→ ARTICLE:

● ● ● ● ●

I love square.  It allows me to enter my inventory that I take to my shows and sends notices to you me when stock gets to low.  I'm able to have it notify me when it reaches whatever number I enter.

They also send you daily sales reports when you sell.  Also, end of year reports.   Very handy.  I think you'll like it.


----------



## Misschief (May 24, 2018)

Zany_in_CO said:


> You sound so calm, cool and collected but I'm SO excited for you! How did you come up with your name? I like it!



LOL I'm always calm.... well, almost always. Just don't make me angry. This IS exciting, and a little overwhelming, and I'm deep in preparation even though I haven't officially signed up yet. Even my husband is on board. I think I'm a little more...no, a lot more... realistic than he is. He thinks he'll be able to quit his job to help sell soap and we'll be able to retire on the profits. Ha! I know better than that and I keep reminding him of it.

● ● ● ● ●

Dataset rows showing where objects appear
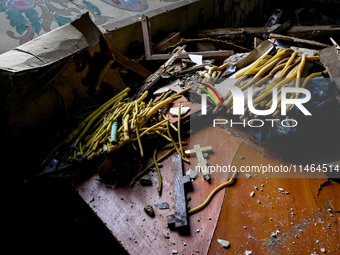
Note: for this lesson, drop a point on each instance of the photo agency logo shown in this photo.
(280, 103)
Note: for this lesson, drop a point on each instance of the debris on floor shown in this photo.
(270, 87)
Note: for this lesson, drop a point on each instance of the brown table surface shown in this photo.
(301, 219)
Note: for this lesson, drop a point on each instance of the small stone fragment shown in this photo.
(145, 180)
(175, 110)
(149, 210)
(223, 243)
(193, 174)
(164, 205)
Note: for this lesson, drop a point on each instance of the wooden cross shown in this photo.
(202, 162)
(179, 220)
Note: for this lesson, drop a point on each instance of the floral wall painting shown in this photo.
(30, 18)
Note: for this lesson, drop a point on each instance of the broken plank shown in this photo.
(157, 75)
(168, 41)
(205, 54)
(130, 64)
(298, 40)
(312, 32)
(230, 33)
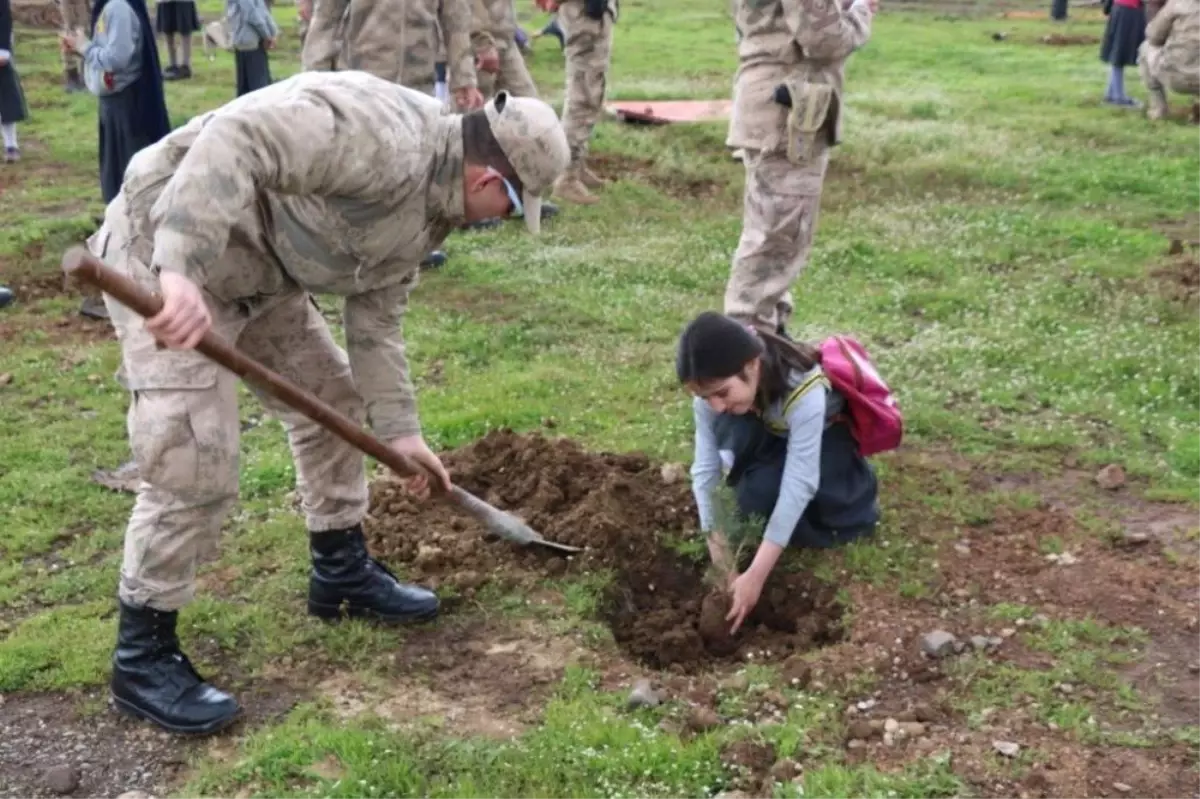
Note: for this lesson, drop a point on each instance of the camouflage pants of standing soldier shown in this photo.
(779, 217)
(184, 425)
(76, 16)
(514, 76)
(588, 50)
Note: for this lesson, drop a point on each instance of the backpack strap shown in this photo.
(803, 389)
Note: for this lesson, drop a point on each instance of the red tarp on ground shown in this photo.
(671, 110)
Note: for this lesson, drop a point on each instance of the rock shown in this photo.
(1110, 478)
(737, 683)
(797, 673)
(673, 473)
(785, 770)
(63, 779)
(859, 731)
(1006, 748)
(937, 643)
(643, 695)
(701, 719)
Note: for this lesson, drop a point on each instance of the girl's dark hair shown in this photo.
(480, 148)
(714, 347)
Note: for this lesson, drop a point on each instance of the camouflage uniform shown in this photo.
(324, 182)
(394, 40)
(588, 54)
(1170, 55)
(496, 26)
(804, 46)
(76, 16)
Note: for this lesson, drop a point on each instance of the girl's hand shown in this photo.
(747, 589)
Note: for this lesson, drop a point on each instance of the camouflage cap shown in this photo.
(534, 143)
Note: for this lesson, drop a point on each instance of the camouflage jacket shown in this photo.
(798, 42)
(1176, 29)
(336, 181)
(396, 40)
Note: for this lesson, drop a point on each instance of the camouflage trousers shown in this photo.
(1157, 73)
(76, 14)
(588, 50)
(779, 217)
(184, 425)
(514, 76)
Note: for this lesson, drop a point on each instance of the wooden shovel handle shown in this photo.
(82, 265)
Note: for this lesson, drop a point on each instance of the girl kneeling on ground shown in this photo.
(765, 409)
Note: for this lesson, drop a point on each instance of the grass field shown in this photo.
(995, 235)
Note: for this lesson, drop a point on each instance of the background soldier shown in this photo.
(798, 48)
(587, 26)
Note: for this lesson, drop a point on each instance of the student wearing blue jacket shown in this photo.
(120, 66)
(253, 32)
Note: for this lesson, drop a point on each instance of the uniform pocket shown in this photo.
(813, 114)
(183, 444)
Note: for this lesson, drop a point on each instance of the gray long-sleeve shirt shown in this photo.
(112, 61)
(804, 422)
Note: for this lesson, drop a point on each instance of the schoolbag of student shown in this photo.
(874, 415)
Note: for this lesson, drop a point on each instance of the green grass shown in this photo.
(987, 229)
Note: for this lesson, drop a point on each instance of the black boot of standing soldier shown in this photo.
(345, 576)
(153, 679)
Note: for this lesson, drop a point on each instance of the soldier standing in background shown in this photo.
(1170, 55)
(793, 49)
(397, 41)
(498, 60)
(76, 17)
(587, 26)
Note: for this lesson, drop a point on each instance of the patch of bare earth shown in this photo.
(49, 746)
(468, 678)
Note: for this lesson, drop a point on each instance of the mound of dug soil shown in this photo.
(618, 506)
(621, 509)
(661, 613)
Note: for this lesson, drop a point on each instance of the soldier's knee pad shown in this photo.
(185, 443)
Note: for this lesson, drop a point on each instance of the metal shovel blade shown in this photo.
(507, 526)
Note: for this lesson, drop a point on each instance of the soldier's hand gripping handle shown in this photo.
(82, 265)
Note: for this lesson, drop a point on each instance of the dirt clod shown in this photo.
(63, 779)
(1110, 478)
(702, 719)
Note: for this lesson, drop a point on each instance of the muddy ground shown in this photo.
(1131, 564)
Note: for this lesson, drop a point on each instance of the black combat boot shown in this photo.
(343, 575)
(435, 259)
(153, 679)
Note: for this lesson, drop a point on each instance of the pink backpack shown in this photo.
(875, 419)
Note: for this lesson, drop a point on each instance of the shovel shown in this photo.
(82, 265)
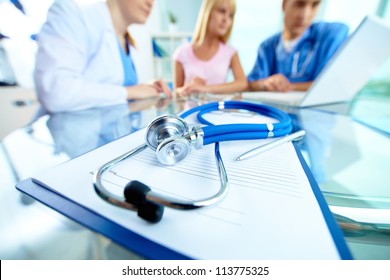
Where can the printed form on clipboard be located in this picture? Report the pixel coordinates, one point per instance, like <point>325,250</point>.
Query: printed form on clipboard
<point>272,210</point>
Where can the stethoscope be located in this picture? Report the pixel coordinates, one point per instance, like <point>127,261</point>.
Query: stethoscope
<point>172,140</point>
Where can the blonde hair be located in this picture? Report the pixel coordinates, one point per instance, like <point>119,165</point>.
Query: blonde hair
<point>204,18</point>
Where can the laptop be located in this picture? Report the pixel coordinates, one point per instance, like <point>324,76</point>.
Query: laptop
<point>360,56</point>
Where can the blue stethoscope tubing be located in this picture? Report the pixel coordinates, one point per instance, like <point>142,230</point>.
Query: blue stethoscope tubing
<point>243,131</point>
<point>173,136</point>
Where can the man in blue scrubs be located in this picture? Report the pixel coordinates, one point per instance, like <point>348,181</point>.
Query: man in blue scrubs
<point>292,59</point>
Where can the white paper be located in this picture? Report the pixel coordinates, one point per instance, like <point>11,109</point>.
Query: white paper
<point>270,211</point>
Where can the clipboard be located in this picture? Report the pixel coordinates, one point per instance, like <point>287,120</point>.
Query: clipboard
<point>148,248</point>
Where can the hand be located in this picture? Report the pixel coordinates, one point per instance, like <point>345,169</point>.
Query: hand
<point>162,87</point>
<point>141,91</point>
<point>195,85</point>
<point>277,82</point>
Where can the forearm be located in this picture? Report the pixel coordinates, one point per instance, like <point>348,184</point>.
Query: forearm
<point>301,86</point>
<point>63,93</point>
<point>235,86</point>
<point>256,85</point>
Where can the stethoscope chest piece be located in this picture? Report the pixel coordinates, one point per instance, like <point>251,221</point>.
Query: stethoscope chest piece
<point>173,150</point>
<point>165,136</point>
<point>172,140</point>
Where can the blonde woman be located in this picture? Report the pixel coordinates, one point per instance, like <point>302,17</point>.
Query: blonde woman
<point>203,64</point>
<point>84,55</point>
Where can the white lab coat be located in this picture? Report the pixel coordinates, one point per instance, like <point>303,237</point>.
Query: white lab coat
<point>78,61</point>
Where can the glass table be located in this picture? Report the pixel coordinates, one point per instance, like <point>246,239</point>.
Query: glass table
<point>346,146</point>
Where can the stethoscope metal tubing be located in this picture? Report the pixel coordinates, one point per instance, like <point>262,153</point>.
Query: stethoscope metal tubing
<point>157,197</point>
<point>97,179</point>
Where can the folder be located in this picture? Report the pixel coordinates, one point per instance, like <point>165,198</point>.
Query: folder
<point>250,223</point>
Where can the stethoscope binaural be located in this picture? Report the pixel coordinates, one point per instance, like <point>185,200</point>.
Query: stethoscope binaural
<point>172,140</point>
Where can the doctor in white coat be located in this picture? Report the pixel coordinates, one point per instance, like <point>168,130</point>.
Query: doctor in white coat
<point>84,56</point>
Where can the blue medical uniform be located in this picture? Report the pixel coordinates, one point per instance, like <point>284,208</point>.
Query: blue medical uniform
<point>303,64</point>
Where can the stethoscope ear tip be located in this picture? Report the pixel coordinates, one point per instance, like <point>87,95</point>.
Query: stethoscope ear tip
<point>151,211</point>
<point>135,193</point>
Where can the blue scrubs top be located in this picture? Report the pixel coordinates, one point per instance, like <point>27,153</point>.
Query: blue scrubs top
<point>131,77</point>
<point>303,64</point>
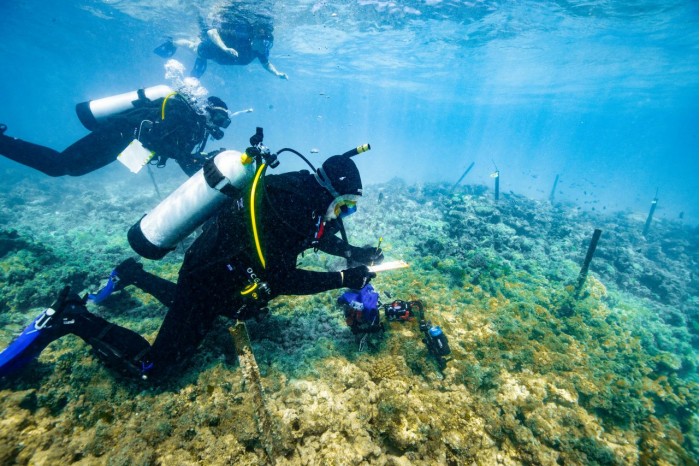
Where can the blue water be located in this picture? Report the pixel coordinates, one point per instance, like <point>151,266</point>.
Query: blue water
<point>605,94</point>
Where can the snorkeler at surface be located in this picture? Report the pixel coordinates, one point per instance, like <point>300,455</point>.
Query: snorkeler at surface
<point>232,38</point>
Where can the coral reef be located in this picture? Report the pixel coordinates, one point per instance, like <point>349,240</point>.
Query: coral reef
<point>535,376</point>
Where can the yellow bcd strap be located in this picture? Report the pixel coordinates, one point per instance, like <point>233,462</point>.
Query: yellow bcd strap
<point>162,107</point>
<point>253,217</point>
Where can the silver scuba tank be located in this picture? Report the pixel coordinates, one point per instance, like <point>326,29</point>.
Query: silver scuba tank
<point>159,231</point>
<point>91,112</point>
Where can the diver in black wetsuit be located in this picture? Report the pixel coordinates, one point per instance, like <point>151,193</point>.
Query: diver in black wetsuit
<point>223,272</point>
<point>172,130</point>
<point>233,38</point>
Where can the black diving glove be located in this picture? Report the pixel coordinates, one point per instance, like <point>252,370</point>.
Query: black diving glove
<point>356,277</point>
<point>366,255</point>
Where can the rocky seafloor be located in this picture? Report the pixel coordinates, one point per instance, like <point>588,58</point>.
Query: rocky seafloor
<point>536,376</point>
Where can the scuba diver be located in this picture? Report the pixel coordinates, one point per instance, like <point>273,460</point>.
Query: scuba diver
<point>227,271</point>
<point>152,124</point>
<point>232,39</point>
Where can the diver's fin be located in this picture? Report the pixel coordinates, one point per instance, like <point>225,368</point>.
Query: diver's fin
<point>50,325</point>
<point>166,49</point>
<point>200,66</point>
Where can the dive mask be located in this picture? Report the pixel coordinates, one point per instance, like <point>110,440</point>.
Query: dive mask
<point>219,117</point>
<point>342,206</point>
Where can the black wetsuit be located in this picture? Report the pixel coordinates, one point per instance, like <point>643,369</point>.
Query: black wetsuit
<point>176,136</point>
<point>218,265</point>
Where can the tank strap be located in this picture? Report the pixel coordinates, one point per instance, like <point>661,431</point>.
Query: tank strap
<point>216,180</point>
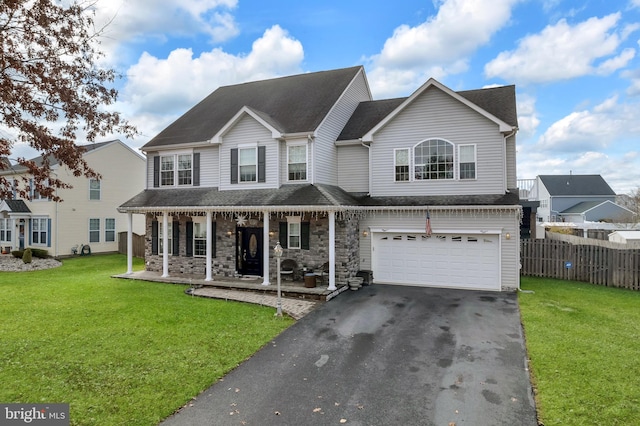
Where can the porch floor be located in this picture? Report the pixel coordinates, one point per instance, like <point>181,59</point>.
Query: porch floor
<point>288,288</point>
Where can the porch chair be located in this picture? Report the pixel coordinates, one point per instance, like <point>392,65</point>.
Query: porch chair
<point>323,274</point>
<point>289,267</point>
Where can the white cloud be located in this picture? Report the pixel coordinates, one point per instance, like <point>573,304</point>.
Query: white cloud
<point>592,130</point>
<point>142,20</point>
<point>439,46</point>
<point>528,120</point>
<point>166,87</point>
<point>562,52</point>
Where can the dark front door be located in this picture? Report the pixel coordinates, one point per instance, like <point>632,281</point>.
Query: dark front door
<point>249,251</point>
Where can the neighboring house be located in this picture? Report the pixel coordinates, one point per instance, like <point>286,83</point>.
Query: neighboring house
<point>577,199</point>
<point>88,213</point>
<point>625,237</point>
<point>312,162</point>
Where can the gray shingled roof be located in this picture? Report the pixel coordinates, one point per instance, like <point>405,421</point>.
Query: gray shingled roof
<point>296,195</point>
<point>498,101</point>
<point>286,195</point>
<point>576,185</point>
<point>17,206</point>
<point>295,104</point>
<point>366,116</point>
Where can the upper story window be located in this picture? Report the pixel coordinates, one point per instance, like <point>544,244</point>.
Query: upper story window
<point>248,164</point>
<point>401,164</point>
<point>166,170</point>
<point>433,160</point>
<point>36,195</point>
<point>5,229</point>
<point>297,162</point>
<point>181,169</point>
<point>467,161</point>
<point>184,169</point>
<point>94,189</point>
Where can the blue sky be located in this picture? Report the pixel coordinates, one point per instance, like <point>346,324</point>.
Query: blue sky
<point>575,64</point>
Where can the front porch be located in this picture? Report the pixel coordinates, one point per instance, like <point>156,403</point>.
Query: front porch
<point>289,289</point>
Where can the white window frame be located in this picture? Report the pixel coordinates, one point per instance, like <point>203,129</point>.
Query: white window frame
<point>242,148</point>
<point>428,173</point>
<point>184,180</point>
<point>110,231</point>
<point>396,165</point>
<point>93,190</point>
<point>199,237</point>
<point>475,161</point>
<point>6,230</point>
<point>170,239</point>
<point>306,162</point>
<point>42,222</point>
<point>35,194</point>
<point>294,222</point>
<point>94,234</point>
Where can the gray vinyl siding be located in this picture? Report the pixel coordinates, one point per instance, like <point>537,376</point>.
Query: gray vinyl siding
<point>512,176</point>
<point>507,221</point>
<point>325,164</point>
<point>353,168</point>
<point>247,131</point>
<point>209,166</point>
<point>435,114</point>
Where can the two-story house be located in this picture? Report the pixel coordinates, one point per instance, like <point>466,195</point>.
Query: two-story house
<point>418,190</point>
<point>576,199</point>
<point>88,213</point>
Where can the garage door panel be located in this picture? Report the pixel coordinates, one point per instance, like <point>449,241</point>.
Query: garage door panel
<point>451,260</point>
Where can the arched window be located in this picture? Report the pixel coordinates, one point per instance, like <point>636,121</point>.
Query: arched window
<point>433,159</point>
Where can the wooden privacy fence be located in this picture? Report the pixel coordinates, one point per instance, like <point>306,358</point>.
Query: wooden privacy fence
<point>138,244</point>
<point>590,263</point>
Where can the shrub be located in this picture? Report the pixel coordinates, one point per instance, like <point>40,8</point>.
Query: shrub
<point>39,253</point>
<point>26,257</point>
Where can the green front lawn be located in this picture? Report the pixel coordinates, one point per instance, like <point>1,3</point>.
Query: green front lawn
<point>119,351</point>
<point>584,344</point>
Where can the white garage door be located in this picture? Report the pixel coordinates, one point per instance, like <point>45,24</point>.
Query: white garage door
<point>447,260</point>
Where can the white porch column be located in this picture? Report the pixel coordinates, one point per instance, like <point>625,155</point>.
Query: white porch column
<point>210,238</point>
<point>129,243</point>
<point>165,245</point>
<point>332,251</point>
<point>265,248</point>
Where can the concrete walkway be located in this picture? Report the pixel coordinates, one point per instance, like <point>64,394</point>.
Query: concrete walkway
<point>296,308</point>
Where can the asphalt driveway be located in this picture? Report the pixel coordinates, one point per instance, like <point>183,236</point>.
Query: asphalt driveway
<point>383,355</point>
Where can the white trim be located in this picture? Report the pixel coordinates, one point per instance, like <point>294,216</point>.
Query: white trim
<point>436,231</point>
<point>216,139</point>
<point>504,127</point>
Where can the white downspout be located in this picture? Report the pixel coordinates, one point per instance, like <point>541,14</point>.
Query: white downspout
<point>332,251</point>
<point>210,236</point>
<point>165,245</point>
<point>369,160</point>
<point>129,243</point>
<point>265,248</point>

● ● ● ● ●

→ WHAT YOU WILL DO:
1 > Put the lines of the rows running from the line that contains "Where can the garage" through the line that contains "<point>451,260</point>", both included, into a numbered list with blank lines left out.
2 > Continue the forum thread about selling soap at shows from where it stops.

→ ANSWERS TO THE TASKS:
1 >
1. Where can the garage door panel be located in this picture? Report the pixel coordinates, one point per instance, like <point>449,241</point>.
2. Query: garage door panel
3. <point>451,260</point>

2 >
Mission Meadows Soapery (I've had very positive feedback, btw)... we live in an area of Kelowna known as the Mission, named for the original Catholic mission founded by Father Pandosy. It's a great area for walking and one of my favourite places in the area is an organic farm stand called Old Meadows Farm. Even though the area is becoming more and more residential, there's a marsh and a working farm, with beef cows, and meadow land. Next to the farm is a large sports/library/swimming pool complex with ball diamonds, soccer fields, and an awesome walking path along Mission Creek. And I make soap; hence the "soapery". I tried a few variations but Mission Meadows Soapery just has a sound and feel that struck a chord... it has a "classic" or "vintage" feel to it that I love. Now, I'm just waiting for my son to come up with a logo for me. Unfortunately for me, he's in the process of setting up his own business.

Plus, it's a name that I can take with me, if we ever decide to move. It's generic enough to work almost anywhere.


----------



## soapmaker (May 24, 2018)

Oh my, you folks are really into this! I never considered anything but cash and an e-transfer! E-transfers are easy and free but in a market situation you would be too busy to deal with all that.  I'm not really into markets a lot. Most purchases are at my home or wholesale.


----------



## Misschief (May 24, 2018)

soapmaker said:


> Oh my, you folks are really into this! I never considered anything but cash and an e-transfer! E-transfers are easy and free but in a market situation you would be too busy to deal with all that.  I'm not really into markets a lot. Most purchases are at my home or wholesale.



That's pretty much what my husband said... cash or cash. However, I did notice that this is a somewhat higher end market and the majority of the vendors were displaying the Square symbol. That tells me that a lot of the customers aren't carrying around a lot of cash. If I can do something to encourage purchases, I will.


----------



## soapmaker (May 24, 2018)

Of course, I would too in that circumstance.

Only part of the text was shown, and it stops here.